# Short exercise
Find each line in the listing below that contains the string "Target", and copy those lines out in full.

# Stored data
▬▬▬
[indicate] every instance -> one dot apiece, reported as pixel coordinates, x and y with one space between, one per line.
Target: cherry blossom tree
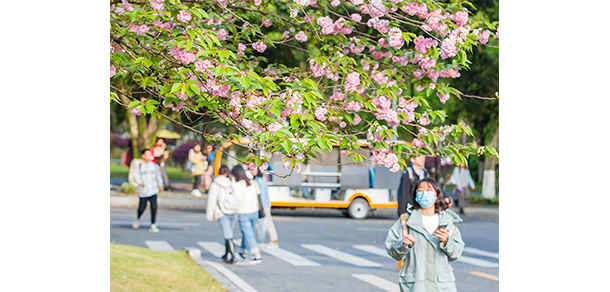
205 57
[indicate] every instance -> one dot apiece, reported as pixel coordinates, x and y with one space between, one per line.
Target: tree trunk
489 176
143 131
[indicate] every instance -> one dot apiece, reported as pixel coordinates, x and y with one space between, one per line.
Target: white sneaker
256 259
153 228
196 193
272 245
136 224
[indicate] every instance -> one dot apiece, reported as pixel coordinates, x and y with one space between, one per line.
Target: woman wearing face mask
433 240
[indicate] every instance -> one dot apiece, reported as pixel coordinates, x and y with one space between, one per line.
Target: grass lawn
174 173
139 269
▬▬▬
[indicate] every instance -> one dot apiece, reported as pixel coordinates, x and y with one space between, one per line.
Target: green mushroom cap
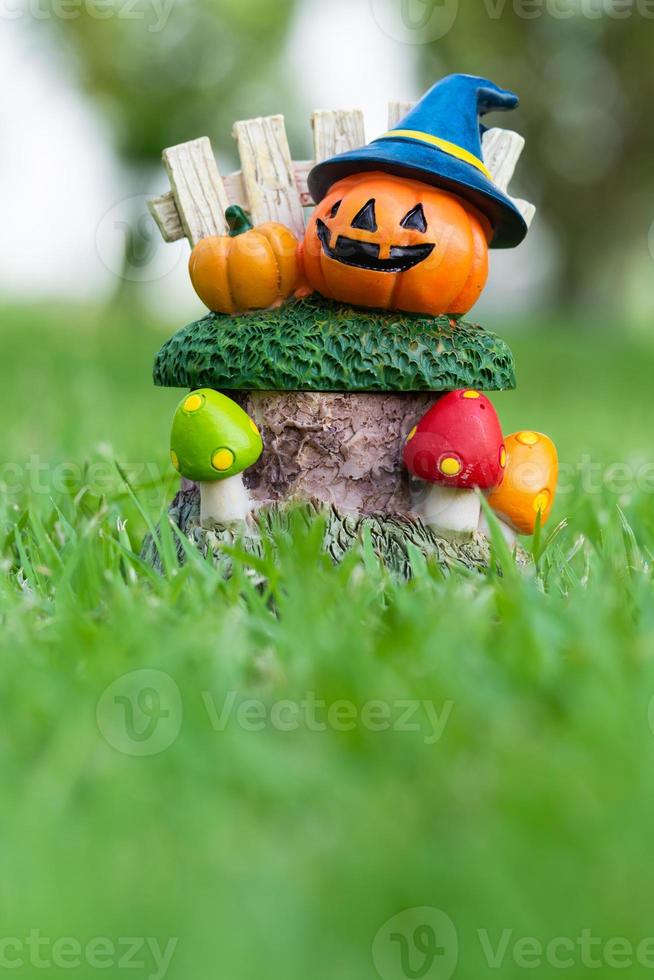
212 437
▬▬▬
# Task answer
Target: cherry blossom tree
Target: tree trunk
Target: white sneaker
Target: woman wearing face mask
Target: grass lawn
Target: green mushroom cap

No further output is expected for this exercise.